Gold Demand Sets $236 Billion Record in 2012
LONDON -- Global gold sales in 2012 hit an all-time record of $236 billion, according to the latest figures from the World Gold Council.
The price of gold rose by 6.2% over the year, outweighing a 4% fall in the tonnage of gold sold and a 10.4% fall in demand for investment gold.
What's next for gold?
Gold purchases by exchange-traded funds (ETFs) rose by 51% in 2012, from 185.1 tonnes in 2011 to 279.0 tonnes. Central bank net purchases also rose, climbing from 456.8 tonnes to 534.6 tonnes.
These two growth areas helped offset the falls in gold demand from the jewellery, technology and other investment sectors. It's probably fair to say that if central banks hadn't continued to increase their gold purchases, the price of gold would be lower than it is.
Investors in gold ETFs saw the value of their holdings rise by about 6% last year, mirroring gains in the price of gold.
Gold ETFs have now become such big holders of gold that they have become an important element of the global gold market. To give you an idea of scale, the 800-pound gorilla of the gold ETF market is the SPDR Gold Trust , which owns $69.9 billion of gold.
On this side of the Atlantic, London-listed Gold Bullion Securities and ETFS Physical Gold each hold around $8 billion dollars of gold. All three of these funds are physically backed ETFs, which means they buy and sell gold bars to match deposits and withdrawals by shareholders.
Are miners now a better buy?

....

- ACTIONS TO TAKE:
a: In the gold demand article, write out the part starting at "Investors in gold" and ending at "a better buy?", changing "gorilla" to "giant".
b: Please carry the article on record 2012 gold demand forward from its last line.
The items that come next aren't needed for anything.

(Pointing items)
....

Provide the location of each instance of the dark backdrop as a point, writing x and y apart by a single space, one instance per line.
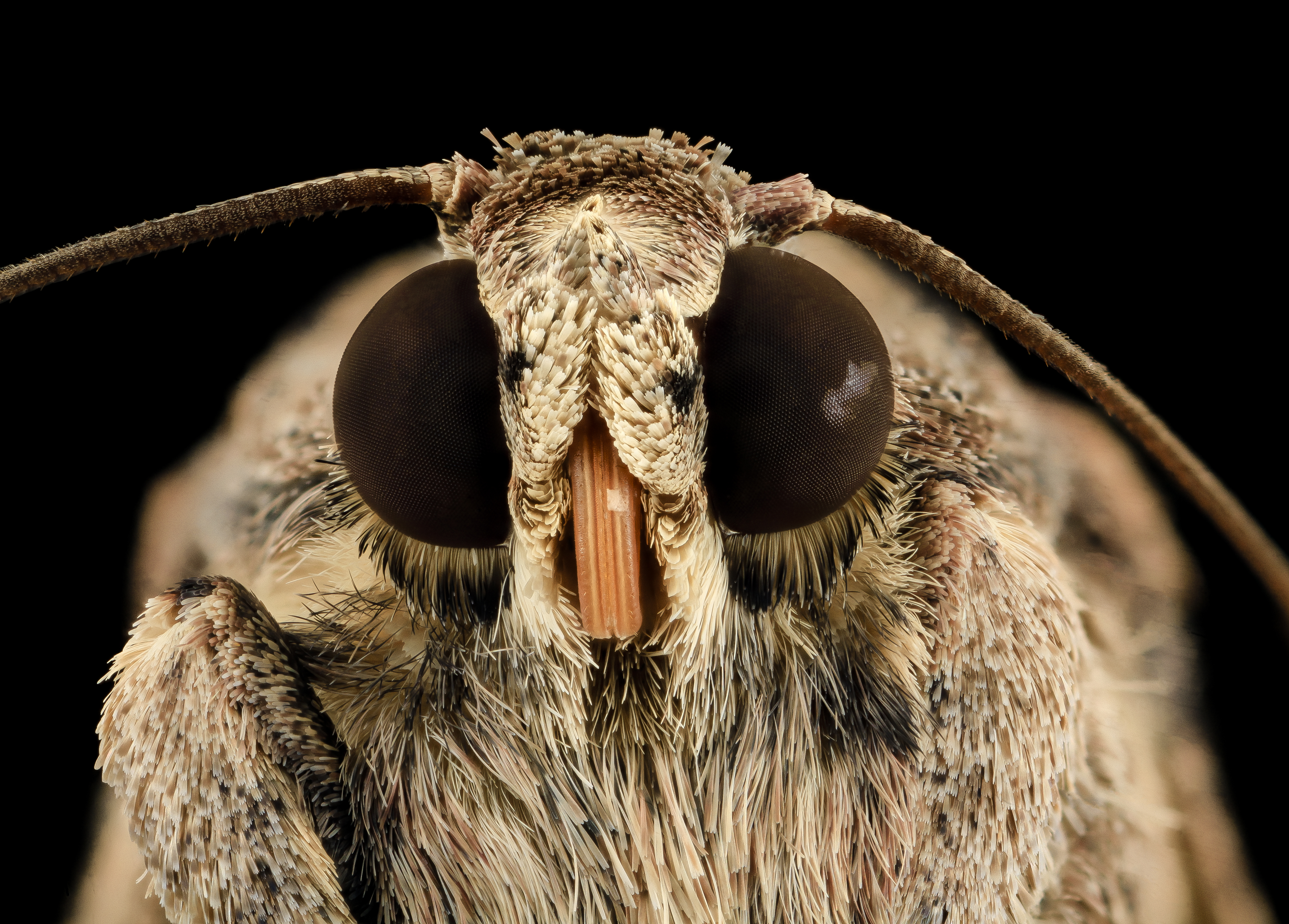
1125 198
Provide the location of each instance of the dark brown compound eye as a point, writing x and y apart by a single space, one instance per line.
418 412
798 388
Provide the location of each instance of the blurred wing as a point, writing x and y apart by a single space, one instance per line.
225 763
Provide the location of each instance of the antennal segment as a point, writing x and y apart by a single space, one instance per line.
395 186
950 275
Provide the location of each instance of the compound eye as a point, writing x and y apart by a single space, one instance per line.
418 412
798 388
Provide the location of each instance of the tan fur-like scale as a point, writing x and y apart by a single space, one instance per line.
682 776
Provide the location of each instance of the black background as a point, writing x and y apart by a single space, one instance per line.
1117 180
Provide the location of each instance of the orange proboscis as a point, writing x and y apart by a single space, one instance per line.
608 529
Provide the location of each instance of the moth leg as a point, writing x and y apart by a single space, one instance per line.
226 765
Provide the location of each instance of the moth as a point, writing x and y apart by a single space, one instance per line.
653 553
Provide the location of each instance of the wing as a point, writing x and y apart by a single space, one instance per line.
227 767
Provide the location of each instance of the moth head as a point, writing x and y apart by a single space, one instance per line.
613 379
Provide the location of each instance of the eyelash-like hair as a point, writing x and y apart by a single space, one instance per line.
463 587
802 566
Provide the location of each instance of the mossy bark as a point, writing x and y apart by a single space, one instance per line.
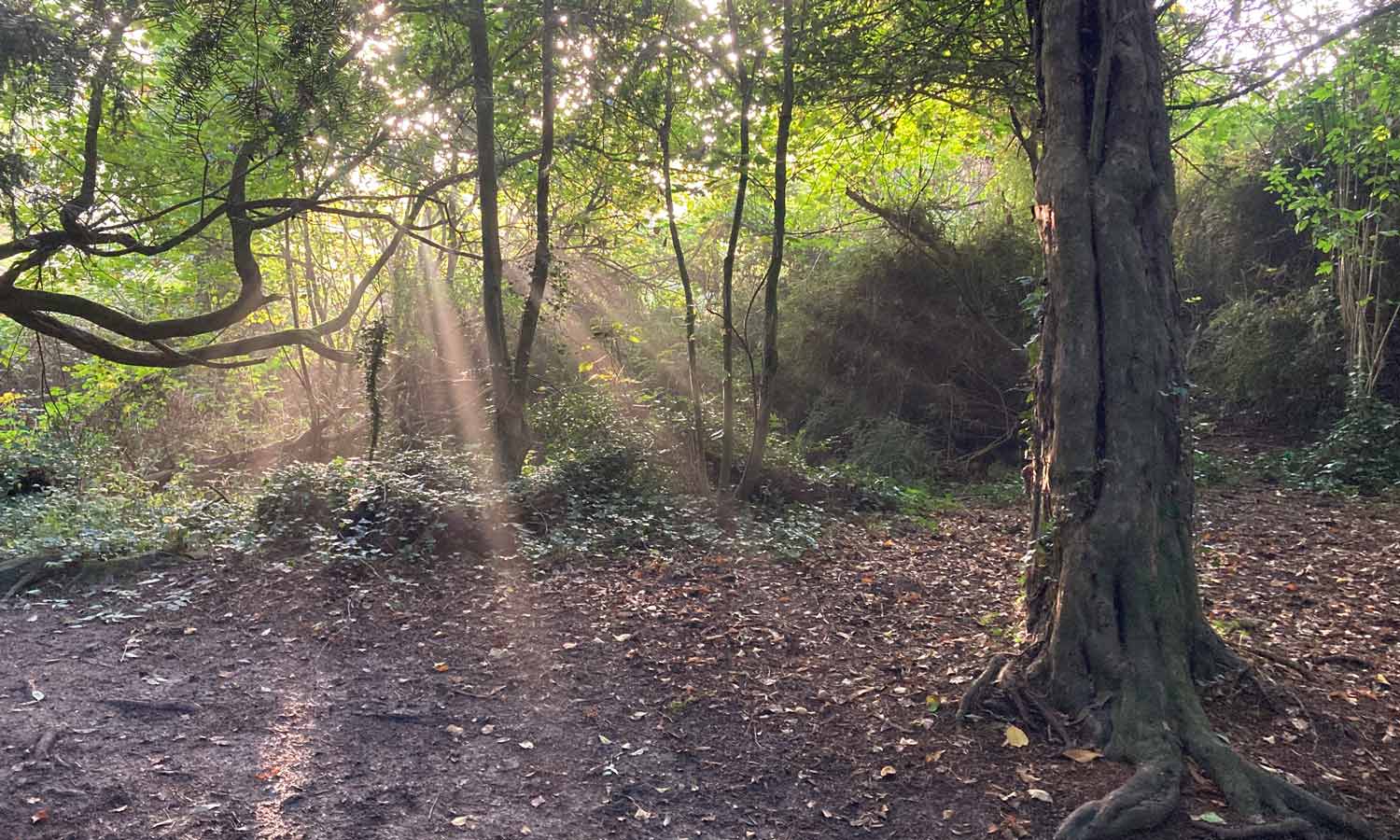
1114 615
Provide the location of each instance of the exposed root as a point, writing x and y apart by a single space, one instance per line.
976 693
1141 804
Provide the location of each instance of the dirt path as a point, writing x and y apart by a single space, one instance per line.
720 697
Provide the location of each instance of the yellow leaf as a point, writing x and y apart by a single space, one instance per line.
1015 738
1084 756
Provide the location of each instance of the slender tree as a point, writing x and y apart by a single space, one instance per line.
510 388
683 272
745 83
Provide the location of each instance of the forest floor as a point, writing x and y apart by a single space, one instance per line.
716 697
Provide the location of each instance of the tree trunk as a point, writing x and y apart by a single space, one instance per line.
770 280
539 272
1114 616
692 361
510 412
727 279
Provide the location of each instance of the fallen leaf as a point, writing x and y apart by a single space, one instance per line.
1084 756
1015 738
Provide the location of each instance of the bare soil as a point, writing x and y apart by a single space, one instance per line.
710 697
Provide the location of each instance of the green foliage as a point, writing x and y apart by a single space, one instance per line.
1274 358
1360 454
374 341
910 358
67 525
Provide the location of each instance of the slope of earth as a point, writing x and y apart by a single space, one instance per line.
717 697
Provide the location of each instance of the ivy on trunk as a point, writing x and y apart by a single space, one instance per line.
1117 635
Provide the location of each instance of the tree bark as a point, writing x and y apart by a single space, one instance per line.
692 357
509 417
1114 616
727 277
769 371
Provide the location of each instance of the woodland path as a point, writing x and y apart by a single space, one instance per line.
711 697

....

- OUTPUTS IN ORDER:
a:
Investors in gold ETFs saw the value of their holdings rise by about 6% last year, mirroring gains in the price of gold.
Gold ETFs have now become such big holders of gold that they have become an important element of the global gold market. To give you an idea of scale, the 800-pound giant of the gold ETF market is the SPDR Gold Trust , which owns $69.9 billion of gold.
On this side of the Atlantic, London-listed Gold Bullion Securities and ETFS Physical Gold each hold around $8 billion dollars of gold. All three of these funds are physically backed ETFs, which means they buy and sell gold bars to match deposits and withdrawals by shareholders.
Are miners now a better buy?

b:
Gold miners had a pretty grim year in 2012, as they struggled with rising costs and a stagnant gold price. Barrick Gold CEO Jamie Sokalsky summed up the situation in the company's recent results release: "Rising costs, poor capital allocation and the pursuit of production growth at any cost in the industry have led to declining equity valuations across the sector."
Like most mining bosses, Sokalsky is promising to cut costs and focus on shareholder returns, but rising energy and labor costs, and deteriorating ore grades (less gold per tonne of rock), may be hard to overcome, especially if the price of gold continues to weaken.
A better choice
FTSE 100-listed Randgold Resources has bucked the trend in recent years, outperforming its peers and the price of gold.
In 2012, Randgold delivered a 14% increase in operating profits and a 25% dividend increase, while maintaining net cash at $372 million and continuing to develop its new Kibali mine, in the Democratic Republic of Congo.
However, a weakening gold price has put Randgold's share price under pressure and it's fallen 28% since the start of October. This gives Randgold a forward price-to-earnings ratio of 14, with a forecast 2013 dividend yield of 0.7% -- modest, but higher than the company's historic average.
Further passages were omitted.